**TEXTO FORNECIDO**
────────────────────────────────────────
Antes tinha acontecido com os professores com uma greve de mais de um mês às avaliações dos alunos promovida pelo então novo sindicato Stop. Foi assim com os estivadores com uma paralisação entre Novembro e Dezembro, que fez cair as exportações.

E também com a chamada greve cirúrgica de enfermeiros dos blocos operatórios, uma ideia lançada por um grupo espontâneo de profissionais que entre Novembro de 2018 e Fevereiro passado levou ao cancelamento de milhares de cirurgias.

Ressalvando não querer fazer “futurologia”, o sociólogo Filipe Carreira da Silva adianta “que este tipo de reivindicação deverá aumentar no futuro, sobretudo se as estruturas sindicais tradicionais não mudarem de forma significativa”.

São greves que têm na base motivos “menos ideológicos do que laborais, já que não visam atacar o governo ou as instituições mas antes a melhoria das condições de trabalho dos profissionais em causa”, contrariando assim a “agenda ideológica clara” que tem estado sempre subjacente às estruturas sindicais que estão no terreno há décadas, prossegue este investigador do Instituto de Ciências Sociais da Universidade de Lisboa.

Filipe Carreira da Silva frisa que estes novos movimentos sindicais pautam-se pela “rejeição de líderes e de mediações partidárias, preferindo a acção directa, descentralizada e casuística”. “Significa isto que estarão mais abertos a acções com o maior impacto possível”, diz.

“Se pararmos dois, três dias, pomos Portugal no caos. Temos perfeita noção disso”, assumiu um dos dirigentes do novo Sindicato Nacional de Motoristas de Matérias Perigosas.

Para o dirigente do Sindicato de Todos os Professores (Stop), André Pestana, trata-se de uma equação simples. “Nas greves que não fazem mossa quem se desgasta são os trabalhadores, que perdem salário para quase nada. É por isso, para não serem inócuas, que as formas de luta têm de pôr em causa o status quo”. É isso que está a ser feito pelos novos movimentos, diz Pestana. Que deixa uma garantia: apesar de ter desaparecido dos media, o Stop continua a “inovar” estando agora particularmente apostado em conseguir que as escolas se tornem em territórios livres de amianto.
────────────────────────────────────────
**DADOS PARA ANÁLISE**
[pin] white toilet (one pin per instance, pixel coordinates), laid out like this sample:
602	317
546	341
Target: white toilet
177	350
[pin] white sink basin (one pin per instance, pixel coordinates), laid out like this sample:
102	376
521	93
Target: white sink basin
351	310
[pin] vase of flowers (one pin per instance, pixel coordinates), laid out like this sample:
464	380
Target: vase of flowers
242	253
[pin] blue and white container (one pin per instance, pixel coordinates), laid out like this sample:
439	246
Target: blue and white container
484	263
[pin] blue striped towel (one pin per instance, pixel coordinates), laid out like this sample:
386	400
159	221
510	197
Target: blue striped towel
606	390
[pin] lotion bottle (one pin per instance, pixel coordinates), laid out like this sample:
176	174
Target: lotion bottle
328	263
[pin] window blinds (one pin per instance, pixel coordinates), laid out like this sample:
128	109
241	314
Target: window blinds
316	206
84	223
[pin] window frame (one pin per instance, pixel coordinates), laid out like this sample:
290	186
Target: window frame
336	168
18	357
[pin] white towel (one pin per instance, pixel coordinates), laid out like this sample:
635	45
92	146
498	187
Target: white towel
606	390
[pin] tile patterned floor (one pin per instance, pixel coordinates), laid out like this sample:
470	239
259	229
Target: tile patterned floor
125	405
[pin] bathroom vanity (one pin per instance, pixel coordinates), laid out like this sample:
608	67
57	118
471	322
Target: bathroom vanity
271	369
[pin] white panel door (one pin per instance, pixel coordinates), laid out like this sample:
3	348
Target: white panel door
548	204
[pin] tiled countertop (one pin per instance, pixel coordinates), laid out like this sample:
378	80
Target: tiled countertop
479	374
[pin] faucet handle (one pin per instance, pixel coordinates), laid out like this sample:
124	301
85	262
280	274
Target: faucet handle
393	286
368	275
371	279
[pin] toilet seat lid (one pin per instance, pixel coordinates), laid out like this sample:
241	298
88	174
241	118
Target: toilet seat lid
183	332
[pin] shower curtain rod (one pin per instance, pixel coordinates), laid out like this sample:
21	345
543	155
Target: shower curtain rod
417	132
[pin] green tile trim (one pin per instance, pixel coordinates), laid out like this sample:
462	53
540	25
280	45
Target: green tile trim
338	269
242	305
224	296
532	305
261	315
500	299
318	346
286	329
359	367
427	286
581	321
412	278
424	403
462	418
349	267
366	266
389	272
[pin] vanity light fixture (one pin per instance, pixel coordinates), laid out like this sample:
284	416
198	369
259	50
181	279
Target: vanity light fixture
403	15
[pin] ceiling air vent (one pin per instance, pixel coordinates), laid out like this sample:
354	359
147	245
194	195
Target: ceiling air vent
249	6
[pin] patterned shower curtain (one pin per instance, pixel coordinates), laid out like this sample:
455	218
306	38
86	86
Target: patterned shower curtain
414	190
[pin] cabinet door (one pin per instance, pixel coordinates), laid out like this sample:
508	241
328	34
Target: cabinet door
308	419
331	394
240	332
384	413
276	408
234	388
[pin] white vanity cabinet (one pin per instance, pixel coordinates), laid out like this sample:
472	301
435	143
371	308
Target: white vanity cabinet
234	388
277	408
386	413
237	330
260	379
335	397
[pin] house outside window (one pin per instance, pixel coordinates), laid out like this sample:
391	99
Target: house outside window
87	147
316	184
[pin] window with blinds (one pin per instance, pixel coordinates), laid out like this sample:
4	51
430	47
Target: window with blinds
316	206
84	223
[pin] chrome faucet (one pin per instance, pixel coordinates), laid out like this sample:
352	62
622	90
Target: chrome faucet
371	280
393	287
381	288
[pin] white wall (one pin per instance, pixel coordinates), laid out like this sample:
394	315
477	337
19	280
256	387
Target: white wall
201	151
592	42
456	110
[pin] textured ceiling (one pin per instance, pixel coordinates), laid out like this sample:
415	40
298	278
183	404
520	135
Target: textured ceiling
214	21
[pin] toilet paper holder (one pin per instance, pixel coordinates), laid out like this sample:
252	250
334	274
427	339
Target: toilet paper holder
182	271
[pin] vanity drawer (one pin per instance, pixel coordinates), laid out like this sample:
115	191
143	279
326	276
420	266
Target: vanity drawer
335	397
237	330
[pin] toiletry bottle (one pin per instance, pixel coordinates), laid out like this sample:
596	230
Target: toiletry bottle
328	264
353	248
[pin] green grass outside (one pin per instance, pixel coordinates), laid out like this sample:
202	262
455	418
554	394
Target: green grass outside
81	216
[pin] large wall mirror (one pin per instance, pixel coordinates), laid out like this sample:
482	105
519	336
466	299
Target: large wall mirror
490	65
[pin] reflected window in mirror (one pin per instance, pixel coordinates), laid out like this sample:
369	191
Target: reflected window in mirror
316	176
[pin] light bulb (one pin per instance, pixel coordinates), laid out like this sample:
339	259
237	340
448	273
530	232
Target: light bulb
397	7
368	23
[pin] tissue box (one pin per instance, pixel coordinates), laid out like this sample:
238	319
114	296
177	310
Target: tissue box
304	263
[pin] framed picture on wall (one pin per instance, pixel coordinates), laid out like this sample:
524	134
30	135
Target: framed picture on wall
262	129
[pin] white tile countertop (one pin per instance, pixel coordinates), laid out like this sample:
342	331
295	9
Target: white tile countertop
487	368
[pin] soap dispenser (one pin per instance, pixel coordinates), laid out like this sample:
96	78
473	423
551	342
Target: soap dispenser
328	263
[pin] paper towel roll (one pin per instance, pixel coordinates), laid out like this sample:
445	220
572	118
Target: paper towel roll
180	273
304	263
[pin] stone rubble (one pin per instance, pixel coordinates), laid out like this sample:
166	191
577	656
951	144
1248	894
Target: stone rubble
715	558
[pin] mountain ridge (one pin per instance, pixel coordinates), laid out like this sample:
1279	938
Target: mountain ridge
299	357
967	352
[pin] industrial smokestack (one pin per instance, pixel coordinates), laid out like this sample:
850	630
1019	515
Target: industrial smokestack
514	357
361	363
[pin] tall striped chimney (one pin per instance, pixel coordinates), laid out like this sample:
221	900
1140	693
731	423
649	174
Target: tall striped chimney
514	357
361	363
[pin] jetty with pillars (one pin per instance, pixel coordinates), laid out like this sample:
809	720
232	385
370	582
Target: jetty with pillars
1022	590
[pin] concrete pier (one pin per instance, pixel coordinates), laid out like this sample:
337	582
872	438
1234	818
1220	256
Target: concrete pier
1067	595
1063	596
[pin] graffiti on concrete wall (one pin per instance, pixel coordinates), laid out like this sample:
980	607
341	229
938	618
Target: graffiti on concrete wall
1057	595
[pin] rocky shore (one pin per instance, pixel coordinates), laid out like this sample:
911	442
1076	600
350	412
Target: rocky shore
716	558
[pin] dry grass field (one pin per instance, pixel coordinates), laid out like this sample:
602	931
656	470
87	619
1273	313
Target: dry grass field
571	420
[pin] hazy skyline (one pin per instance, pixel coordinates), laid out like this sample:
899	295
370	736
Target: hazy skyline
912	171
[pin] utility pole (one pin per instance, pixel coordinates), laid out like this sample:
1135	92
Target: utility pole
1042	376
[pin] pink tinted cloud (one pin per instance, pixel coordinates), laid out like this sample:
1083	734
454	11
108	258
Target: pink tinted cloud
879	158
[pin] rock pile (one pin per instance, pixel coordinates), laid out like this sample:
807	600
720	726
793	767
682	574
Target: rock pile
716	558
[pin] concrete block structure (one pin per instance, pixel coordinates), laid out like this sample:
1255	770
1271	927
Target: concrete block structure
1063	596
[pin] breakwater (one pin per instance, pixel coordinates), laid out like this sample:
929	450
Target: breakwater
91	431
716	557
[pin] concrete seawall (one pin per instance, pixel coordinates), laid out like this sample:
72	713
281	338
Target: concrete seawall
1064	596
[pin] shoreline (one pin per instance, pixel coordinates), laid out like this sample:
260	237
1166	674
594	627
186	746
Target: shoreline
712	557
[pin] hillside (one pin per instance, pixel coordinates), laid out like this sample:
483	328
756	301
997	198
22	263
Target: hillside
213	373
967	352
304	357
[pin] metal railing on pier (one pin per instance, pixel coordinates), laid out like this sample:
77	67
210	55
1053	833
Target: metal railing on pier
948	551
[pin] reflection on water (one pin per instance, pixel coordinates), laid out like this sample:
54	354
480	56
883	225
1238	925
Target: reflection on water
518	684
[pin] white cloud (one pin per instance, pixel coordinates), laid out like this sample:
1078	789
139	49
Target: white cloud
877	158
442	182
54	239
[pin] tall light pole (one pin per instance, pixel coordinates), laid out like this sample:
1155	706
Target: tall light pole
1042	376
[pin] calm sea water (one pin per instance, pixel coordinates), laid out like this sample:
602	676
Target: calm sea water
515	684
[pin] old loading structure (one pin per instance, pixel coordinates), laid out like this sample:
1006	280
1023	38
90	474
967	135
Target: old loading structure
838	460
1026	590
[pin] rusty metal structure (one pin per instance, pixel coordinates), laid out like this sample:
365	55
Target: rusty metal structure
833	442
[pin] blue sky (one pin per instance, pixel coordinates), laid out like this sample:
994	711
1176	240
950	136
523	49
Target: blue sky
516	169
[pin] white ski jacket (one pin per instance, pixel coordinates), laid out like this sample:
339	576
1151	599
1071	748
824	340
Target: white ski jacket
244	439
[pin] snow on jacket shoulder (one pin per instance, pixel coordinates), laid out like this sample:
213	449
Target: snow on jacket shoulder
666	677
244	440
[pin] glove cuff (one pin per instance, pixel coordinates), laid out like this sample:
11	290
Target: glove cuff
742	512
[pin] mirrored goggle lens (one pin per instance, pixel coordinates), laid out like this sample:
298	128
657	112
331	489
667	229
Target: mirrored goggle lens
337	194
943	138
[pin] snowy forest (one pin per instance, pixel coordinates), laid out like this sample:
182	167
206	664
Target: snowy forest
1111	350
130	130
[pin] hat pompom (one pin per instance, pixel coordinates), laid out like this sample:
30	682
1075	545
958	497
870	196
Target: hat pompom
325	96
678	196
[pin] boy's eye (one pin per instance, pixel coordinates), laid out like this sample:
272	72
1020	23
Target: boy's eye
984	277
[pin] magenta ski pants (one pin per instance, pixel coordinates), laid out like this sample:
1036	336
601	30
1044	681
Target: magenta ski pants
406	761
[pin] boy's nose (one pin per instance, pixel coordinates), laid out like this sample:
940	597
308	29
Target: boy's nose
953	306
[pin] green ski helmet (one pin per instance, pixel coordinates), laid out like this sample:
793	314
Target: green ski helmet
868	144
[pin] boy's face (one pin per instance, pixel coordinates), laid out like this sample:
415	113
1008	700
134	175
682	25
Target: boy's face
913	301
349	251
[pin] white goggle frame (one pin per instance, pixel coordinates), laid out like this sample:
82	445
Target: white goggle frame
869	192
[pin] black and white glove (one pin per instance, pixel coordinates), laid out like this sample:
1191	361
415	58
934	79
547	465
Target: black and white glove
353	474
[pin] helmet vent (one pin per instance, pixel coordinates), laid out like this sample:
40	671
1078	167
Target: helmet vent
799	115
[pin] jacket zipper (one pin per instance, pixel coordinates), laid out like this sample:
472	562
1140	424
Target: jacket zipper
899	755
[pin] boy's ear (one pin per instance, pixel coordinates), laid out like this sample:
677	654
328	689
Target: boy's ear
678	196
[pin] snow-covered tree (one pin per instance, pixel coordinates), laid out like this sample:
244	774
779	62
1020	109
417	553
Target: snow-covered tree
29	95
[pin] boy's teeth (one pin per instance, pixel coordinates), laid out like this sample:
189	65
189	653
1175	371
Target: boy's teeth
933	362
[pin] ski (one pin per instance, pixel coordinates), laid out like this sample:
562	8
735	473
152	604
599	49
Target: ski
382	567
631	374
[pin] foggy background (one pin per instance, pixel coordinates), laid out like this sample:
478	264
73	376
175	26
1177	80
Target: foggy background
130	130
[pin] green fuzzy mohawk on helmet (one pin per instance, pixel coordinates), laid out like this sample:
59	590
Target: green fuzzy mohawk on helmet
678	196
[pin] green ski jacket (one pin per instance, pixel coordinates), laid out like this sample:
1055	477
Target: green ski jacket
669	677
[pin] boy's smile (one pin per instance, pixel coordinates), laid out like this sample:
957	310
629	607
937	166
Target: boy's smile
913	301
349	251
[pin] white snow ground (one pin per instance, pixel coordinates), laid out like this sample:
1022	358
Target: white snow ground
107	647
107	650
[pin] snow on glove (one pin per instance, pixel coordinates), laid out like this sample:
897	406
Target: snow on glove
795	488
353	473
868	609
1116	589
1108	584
────────────────────────────────────────
**TAREFA**
Continue, por favor, o texto sobre os novos movimentos sindicais e as suas greves, a partir do ponto em que termina. Não é preciso consultar os registos.

**RESPOSTA**
A investigadora do Centro de Estudos Sociais da Universidade de Coimbra, Dora Fonseca, que tem analisado a evolução do sindicalismo e dos movimentos sociais, chama a atenção também para o facto de as greves gerais, como as realizadas no período da troika e que têm sempre “um cariz mais político”, estarem a perder terreno para paralisações sectoriais “com reivindicações mais específicas respeitantes a sectores profissionais concretos”, que têm a ver por exemplo com a valorização profissional ou a exigência de salários mais elevados. Por essa razão “precisam de causar algum dano para que as suas reivindicações possam vir a ser atendidas”, adianta.

Sindicalizados em queda

Dora Fonseca lembra, por outro lado, a “ligação indissociável que sempre tem existido entre sindicatos e partidos políticos”, para referir que não põe de lado a hipótese dos novos movimentos serem “a expressão de uma força política mais radicalizada que pretende deste modo ganhar presença no mercado de trabalho”. Seja como for, alerta, a multiplicação de novas estruturas, que pode ser um sintoma de que as existentes “não estarão a dar as respostas necessárias”, poderá conduzir ao “enfraquecimento do movimento sindical”.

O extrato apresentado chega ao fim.